Data to use
┌──
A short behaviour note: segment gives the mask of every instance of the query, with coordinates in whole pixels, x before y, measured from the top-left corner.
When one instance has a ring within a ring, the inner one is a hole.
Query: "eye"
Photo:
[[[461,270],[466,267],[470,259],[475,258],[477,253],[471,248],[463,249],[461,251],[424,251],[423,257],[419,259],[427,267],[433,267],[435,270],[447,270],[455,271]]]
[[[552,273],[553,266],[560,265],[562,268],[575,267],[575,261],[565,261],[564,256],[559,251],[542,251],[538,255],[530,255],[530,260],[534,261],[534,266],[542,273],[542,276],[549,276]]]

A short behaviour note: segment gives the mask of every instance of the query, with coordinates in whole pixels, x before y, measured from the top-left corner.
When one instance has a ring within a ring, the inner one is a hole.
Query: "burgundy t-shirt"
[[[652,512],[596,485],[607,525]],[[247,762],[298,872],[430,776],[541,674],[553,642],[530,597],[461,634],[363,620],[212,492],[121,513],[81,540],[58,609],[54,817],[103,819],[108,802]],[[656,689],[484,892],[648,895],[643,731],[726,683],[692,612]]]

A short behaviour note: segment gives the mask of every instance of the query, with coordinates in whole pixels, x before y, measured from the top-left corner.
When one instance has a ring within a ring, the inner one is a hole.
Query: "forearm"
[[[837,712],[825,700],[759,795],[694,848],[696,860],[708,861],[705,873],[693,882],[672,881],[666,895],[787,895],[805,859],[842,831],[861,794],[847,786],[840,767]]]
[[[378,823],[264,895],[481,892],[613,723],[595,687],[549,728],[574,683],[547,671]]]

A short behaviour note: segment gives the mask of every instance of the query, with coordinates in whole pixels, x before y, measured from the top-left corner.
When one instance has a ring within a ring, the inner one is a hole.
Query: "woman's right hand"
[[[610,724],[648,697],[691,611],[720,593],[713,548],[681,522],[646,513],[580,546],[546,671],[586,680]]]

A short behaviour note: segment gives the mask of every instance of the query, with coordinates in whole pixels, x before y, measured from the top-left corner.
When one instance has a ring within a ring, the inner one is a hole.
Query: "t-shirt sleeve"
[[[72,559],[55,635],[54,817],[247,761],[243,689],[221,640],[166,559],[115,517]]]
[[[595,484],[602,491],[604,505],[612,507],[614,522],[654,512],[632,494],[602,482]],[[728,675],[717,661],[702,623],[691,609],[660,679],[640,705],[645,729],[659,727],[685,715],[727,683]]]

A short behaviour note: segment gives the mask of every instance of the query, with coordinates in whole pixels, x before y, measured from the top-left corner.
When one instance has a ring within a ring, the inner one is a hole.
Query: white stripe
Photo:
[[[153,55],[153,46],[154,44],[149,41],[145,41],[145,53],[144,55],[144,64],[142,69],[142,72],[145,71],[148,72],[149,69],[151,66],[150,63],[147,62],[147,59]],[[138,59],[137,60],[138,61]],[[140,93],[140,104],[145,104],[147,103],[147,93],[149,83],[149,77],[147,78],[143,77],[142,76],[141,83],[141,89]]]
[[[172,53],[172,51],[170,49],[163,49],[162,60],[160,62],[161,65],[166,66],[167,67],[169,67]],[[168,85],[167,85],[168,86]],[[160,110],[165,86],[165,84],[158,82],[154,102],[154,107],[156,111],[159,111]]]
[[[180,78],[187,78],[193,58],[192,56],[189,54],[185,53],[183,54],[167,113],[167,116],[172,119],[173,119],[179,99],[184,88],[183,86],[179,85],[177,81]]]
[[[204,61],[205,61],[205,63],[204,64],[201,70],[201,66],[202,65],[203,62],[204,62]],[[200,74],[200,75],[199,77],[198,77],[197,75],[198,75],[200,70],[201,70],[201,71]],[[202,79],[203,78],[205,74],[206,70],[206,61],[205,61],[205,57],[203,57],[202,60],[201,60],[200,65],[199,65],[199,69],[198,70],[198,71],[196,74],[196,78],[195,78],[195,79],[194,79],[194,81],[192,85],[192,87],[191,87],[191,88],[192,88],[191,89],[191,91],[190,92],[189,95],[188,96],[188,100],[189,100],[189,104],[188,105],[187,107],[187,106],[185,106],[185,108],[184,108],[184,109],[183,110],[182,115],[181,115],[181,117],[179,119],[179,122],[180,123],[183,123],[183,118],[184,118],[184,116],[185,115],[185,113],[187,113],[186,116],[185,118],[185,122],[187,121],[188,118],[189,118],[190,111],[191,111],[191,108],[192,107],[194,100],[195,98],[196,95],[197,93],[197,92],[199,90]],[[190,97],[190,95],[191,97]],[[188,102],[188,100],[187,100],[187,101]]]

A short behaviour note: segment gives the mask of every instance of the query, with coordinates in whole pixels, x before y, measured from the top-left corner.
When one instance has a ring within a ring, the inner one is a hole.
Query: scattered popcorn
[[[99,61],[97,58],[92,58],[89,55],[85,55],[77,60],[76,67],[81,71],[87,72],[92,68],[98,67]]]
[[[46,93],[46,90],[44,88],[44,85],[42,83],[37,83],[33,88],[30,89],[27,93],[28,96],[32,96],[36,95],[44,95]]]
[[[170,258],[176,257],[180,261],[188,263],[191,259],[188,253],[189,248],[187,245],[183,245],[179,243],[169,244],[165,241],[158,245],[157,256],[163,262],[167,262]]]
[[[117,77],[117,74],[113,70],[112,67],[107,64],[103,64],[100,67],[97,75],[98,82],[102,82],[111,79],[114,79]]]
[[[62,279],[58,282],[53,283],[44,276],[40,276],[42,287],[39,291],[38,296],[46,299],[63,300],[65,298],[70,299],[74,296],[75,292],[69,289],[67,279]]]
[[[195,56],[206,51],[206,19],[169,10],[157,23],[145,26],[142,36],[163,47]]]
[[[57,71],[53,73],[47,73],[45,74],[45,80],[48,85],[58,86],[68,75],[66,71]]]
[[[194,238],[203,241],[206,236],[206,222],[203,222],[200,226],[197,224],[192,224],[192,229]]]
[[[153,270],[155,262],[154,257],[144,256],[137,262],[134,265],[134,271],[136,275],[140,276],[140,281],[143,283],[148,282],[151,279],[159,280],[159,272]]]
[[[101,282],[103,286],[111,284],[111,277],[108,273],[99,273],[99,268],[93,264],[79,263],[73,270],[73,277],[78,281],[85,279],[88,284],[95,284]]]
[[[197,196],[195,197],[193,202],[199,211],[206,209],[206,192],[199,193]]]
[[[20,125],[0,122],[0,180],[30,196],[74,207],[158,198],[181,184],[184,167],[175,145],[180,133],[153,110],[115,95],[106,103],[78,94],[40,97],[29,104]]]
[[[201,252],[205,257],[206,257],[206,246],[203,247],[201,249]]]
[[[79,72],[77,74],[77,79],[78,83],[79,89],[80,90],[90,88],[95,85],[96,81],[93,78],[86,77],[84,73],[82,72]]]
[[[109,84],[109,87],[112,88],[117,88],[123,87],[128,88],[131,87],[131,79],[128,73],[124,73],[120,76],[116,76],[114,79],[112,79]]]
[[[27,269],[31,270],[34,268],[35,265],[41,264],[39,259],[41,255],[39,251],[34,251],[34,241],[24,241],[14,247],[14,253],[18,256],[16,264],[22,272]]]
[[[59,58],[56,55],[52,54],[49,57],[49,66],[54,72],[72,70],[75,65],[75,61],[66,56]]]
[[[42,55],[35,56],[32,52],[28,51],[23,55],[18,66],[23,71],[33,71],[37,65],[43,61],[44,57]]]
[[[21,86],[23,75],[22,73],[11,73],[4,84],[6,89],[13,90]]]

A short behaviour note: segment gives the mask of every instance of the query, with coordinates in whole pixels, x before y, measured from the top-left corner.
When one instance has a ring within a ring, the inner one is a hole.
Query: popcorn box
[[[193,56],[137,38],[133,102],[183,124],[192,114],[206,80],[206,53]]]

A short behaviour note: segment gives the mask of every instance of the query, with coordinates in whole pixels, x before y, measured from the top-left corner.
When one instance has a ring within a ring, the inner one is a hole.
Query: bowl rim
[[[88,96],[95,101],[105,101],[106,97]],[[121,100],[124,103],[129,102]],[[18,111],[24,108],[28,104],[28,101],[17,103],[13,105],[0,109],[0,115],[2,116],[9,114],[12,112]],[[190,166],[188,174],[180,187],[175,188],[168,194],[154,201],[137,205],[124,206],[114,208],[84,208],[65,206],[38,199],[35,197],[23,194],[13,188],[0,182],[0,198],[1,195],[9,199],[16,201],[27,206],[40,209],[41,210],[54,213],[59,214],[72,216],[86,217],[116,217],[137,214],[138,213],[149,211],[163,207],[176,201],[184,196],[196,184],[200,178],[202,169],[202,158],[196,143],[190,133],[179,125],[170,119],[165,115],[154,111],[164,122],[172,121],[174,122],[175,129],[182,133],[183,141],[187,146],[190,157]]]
└──
Direction
How many lines in the listing contain the string "shirt"? Matching is case-sensitive. Give only the number.

Final result
2